(Document passage):
In 1979 I was able to escape with the aid of some of my fellow comrades. I saw this as a necessary step, not only because I was innocent of the charges against me, but because I knew that in the racist legal system in the United States I would receive no justice. I was also afraid that I would be murdered in prison. I later arrived in Cuba where I am currently living in exile as a political refugee.
The New Jersey State Police and other law enforcement officials say they want to see me brought to “justice.” But I would like to know what they mean by “justice.” Is torture justice? I was kept in solitary confinement for more than two years, mostly in men’s prisons. Is that justice? My lawyers were threatened with imprisonment and imprisoned. Is that justice? I was tried by an all-white jury, without even the pretext of impartiality, and then sentenced to life in prison plus 33 years. Is that justice?
Let me emphasize that justice for me is not the issue I am addressing here; it is justice for my people that is at stake. When my people receive justice, I am sure that I will receive it, too. I know that Your Holiness will reach your own conclusions, but I feel compelled to present the circumstances surrounding the application of so-called “justice” in New Jersey. I am not the first or the last person to be victimized by the New Jersey system of “justice.” The New Jersey State Police are infamous for their racism and brutality. Many legal actions have been filed against them and just recently, in a class action legal proceeding, the New Jersey State Police were found guilty of having an, quote, “officially sanctioned, de facto policy of targeting minorities for investigation and arrest,” unquote.

(Instructions):
**a.** From the letter excerpt, copy out the passage starting at "The New Jersey State Police and" and ending at "years. Is that justice?".
**b.** Condense the paragraph of the letter excerpt that opens "The New Jersey State Police and other law enforcement officials" into a bulleted list that keeps its main facts.

(Material provided):
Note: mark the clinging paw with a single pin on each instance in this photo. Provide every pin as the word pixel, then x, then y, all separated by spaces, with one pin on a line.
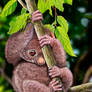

(Answers provided):
**a.**
The New Jersey State Police and other law enforcement officials say they want to see me brought to “justice.” But I would like to know what they mean by “justice.” Is torture justice? I was kept in solitary confinement for more than two years, mostly in men’s prisons. Is that justice? My lawyers were threatened with imprisonment and imprisoned. Is that justice? I was tried by an all-white jury, without even the pretext of impartiality, and then sentenced to life in prison plus 33 years. Is that justice?

**b.**
- The New Jersey State Police and other law enforcement officials say they want the writer brought to "justice"; the writer asks what they mean by that word.
- The writer was kept in solitary confinement for more than two years, mostly in men's prisons.
- The writer's lawyers were threatened with imprisonment and imprisoned.
- The writer was tried by an all-white jury, without even the pretext of impartiality.
- The sentence was life in prison plus 33 years.
- After each of these points the writer asks whether it is justice, starting with torture.